Data section:

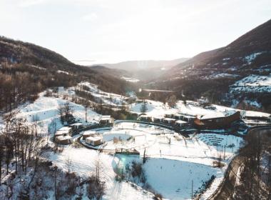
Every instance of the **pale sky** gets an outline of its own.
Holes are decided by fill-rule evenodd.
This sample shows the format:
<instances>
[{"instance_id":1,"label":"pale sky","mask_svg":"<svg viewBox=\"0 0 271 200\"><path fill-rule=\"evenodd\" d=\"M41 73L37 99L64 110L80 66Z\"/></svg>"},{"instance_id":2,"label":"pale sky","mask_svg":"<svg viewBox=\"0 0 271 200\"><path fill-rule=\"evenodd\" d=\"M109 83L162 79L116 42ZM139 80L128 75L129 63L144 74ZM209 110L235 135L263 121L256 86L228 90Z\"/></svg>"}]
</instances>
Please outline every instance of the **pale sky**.
<instances>
[{"instance_id":1,"label":"pale sky","mask_svg":"<svg viewBox=\"0 0 271 200\"><path fill-rule=\"evenodd\" d=\"M0 0L0 35L89 64L192 57L270 19L270 0Z\"/></svg>"}]
</instances>

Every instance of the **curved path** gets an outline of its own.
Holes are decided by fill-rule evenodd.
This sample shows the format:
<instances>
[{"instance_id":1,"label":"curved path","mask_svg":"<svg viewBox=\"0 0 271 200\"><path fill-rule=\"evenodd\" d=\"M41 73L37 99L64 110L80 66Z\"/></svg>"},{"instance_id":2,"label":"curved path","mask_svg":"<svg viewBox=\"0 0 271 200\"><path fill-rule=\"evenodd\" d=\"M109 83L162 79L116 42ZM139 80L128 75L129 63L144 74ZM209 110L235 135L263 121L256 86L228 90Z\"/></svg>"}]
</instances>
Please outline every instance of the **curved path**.
<instances>
[{"instance_id":1,"label":"curved path","mask_svg":"<svg viewBox=\"0 0 271 200\"><path fill-rule=\"evenodd\" d=\"M247 134L250 134L250 131L255 130L264 131L270 129L270 126L257 126L250 129ZM242 156L238 154L231 161L225 174L225 177L223 181L215 191L208 199L208 200L230 199L234 192L234 187L237 178L237 174L238 169L242 163Z\"/></svg>"}]
</instances>

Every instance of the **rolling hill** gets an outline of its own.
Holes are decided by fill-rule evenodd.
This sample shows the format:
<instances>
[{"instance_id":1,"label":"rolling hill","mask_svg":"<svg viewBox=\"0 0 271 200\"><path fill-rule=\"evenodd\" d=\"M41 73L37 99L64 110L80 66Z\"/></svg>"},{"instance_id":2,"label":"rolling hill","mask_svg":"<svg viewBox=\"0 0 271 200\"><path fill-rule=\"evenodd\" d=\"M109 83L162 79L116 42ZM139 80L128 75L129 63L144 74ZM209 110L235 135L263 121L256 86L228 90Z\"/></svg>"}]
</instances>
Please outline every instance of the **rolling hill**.
<instances>
[{"instance_id":1,"label":"rolling hill","mask_svg":"<svg viewBox=\"0 0 271 200\"><path fill-rule=\"evenodd\" d=\"M226 46L172 67L148 86L173 89L179 97L182 94L193 99L205 96L214 103L271 111L270 73L269 20Z\"/></svg>"}]
</instances>

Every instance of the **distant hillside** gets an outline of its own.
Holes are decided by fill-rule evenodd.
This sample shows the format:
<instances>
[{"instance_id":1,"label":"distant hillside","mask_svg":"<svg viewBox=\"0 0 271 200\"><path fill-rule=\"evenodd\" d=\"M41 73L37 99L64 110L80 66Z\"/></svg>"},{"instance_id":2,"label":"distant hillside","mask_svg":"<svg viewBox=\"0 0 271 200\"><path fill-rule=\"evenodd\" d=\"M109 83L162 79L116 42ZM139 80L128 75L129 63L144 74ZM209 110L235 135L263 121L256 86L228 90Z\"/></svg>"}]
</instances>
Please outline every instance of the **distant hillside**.
<instances>
[{"instance_id":1,"label":"distant hillside","mask_svg":"<svg viewBox=\"0 0 271 200\"><path fill-rule=\"evenodd\" d=\"M216 103L247 104L271 111L270 73L269 20L225 47L203 52L172 67L149 87L170 89L180 97L181 94L195 99L206 96ZM250 80L252 84L247 82Z\"/></svg>"},{"instance_id":2,"label":"distant hillside","mask_svg":"<svg viewBox=\"0 0 271 200\"><path fill-rule=\"evenodd\" d=\"M84 80L103 91L124 94L129 84L111 74L74 64L33 44L0 37L0 110L34 100L48 87L71 86Z\"/></svg>"},{"instance_id":3,"label":"distant hillside","mask_svg":"<svg viewBox=\"0 0 271 200\"><path fill-rule=\"evenodd\" d=\"M242 35L227 46L203 52L174 66L174 74L183 67L233 69L258 68L271 64L271 20Z\"/></svg>"},{"instance_id":4,"label":"distant hillside","mask_svg":"<svg viewBox=\"0 0 271 200\"><path fill-rule=\"evenodd\" d=\"M182 63L188 59L182 58L171 61L155 61L155 60L142 60L142 61L128 61L116 64L103 64L108 68L123 69L128 71L135 71L139 70L148 70L151 69L168 69Z\"/></svg>"}]
</instances>

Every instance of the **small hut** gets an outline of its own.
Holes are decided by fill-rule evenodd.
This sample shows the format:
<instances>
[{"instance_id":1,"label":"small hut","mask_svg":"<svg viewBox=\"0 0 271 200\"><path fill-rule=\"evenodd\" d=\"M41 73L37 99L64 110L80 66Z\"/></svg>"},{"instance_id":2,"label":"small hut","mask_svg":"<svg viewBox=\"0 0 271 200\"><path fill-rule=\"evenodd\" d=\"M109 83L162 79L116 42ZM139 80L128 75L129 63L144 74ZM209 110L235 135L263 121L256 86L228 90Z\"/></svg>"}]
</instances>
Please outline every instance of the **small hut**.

Task instructions:
Rewrite all of the records above with "gets an outline of its own" changed to "should be outlined separately" and nothing else altered. Leave the pictures out of your version.

The result:
Every instance of the **pale sky** should be outlined separately.
Holes are decided by fill-rule evenodd.
This sample shows the format:
<instances>
[{"instance_id":1,"label":"pale sky","mask_svg":"<svg viewBox=\"0 0 271 200\"><path fill-rule=\"evenodd\" d=\"M41 73L37 99L64 110L80 66Z\"/></svg>"},{"instance_id":2,"label":"pale sky","mask_svg":"<svg viewBox=\"0 0 271 200\"><path fill-rule=\"evenodd\" d=\"M109 83L162 79L116 42ZM139 80L128 75L129 63L144 74ZM209 110L235 135L263 121L256 86L228 90Z\"/></svg>"}]
</instances>
Please outline every instance of the **pale sky**.
<instances>
[{"instance_id":1,"label":"pale sky","mask_svg":"<svg viewBox=\"0 0 271 200\"><path fill-rule=\"evenodd\" d=\"M0 0L0 35L89 64L192 57L270 19L270 0Z\"/></svg>"}]
</instances>

Every instance of the **curved path** should be outlined separately.
Holes are decided by fill-rule evenodd.
This sample shows the format:
<instances>
[{"instance_id":1,"label":"curved path","mask_svg":"<svg viewBox=\"0 0 271 200\"><path fill-rule=\"evenodd\" d=\"M41 73L37 99L64 110L80 66Z\"/></svg>"},{"instance_id":2,"label":"curved path","mask_svg":"<svg viewBox=\"0 0 271 200\"><path fill-rule=\"evenodd\" d=\"M109 83L162 79L116 42ZM139 80L128 75L129 63L144 74ZM209 110L235 135L263 121L256 86L228 90Z\"/></svg>"}]
</instances>
Please outline every instance of the **curved path**.
<instances>
[{"instance_id":1,"label":"curved path","mask_svg":"<svg viewBox=\"0 0 271 200\"><path fill-rule=\"evenodd\" d=\"M247 134L250 134L250 131L255 130L264 131L270 129L270 126L257 126L250 129ZM242 156L238 154L231 161L225 174L225 177L223 181L215 191L208 199L208 200L230 199L234 192L234 187L237 178L237 174L238 169L242 163Z\"/></svg>"}]
</instances>

Every instance of the **rolling hill** should be outlined separately.
Holes are decided by fill-rule evenodd.
This sample shows the format:
<instances>
[{"instance_id":1,"label":"rolling hill","mask_svg":"<svg viewBox=\"0 0 271 200\"><path fill-rule=\"evenodd\" d=\"M41 73L37 99L64 110L80 66Z\"/></svg>"},{"instance_id":2,"label":"rolling hill","mask_svg":"<svg viewBox=\"0 0 271 200\"><path fill-rule=\"evenodd\" d=\"M109 83L162 79L116 42ZM139 80L128 75L129 63L144 74ZM209 110L235 135L263 121L256 86L228 90Z\"/></svg>"}]
</instances>
Please outline every instance of the **rolling hill**.
<instances>
[{"instance_id":1,"label":"rolling hill","mask_svg":"<svg viewBox=\"0 0 271 200\"><path fill-rule=\"evenodd\" d=\"M226 46L172 67L148 86L173 89L179 97L182 94L193 99L205 96L214 103L271 111L270 73L269 20Z\"/></svg>"}]
</instances>

Every instance of the **distant hillside** should be outlined separately.
Holes are decided by fill-rule evenodd.
This sample shows the format:
<instances>
[{"instance_id":1,"label":"distant hillside","mask_svg":"<svg viewBox=\"0 0 271 200\"><path fill-rule=\"evenodd\" d=\"M41 73L37 99L64 110L80 66Z\"/></svg>"},{"instance_id":2,"label":"distant hillside","mask_svg":"<svg viewBox=\"0 0 271 200\"><path fill-rule=\"evenodd\" d=\"M109 83L162 79L116 42ZM139 80L128 75L129 63L144 74ZM209 110L235 135L263 121L256 86L228 90Z\"/></svg>"}]
</instances>
Please outline every instance of the **distant hillside**.
<instances>
[{"instance_id":1,"label":"distant hillside","mask_svg":"<svg viewBox=\"0 0 271 200\"><path fill-rule=\"evenodd\" d=\"M216 103L247 104L271 111L270 73L269 20L225 47L203 52L172 67L149 87L170 89L180 97L181 94L195 99L206 96ZM250 80L252 84L247 82Z\"/></svg>"},{"instance_id":2,"label":"distant hillside","mask_svg":"<svg viewBox=\"0 0 271 200\"><path fill-rule=\"evenodd\" d=\"M84 80L103 91L124 94L129 84L111 74L74 64L33 44L0 37L0 110L34 100L48 87L71 86Z\"/></svg>"},{"instance_id":3,"label":"distant hillside","mask_svg":"<svg viewBox=\"0 0 271 200\"><path fill-rule=\"evenodd\" d=\"M242 35L227 46L203 52L174 66L174 74L183 67L233 69L258 68L271 64L271 20Z\"/></svg>"},{"instance_id":4,"label":"distant hillside","mask_svg":"<svg viewBox=\"0 0 271 200\"><path fill-rule=\"evenodd\" d=\"M182 63L188 59L182 58L171 61L155 61L155 60L142 60L142 61L128 61L116 64L103 64L108 68L123 69L128 71L135 71L139 70L148 70L151 69L168 69Z\"/></svg>"}]
</instances>

Every instance of the **small hut** should be outlined separately.
Holes are decided by fill-rule evenodd.
This sample shows the format:
<instances>
[{"instance_id":1,"label":"small hut","mask_svg":"<svg viewBox=\"0 0 271 200\"><path fill-rule=\"evenodd\" d=\"M41 73L37 99L64 110L80 66Z\"/></svg>"},{"instance_id":2,"label":"small hut","mask_svg":"<svg viewBox=\"0 0 271 200\"><path fill-rule=\"evenodd\" d=\"M109 83L162 79L116 42ZM139 80L128 75L129 63L144 74ZM209 110L235 135L263 121L256 86L228 90Z\"/></svg>"}]
</instances>
Please outline every instance of the **small hut**.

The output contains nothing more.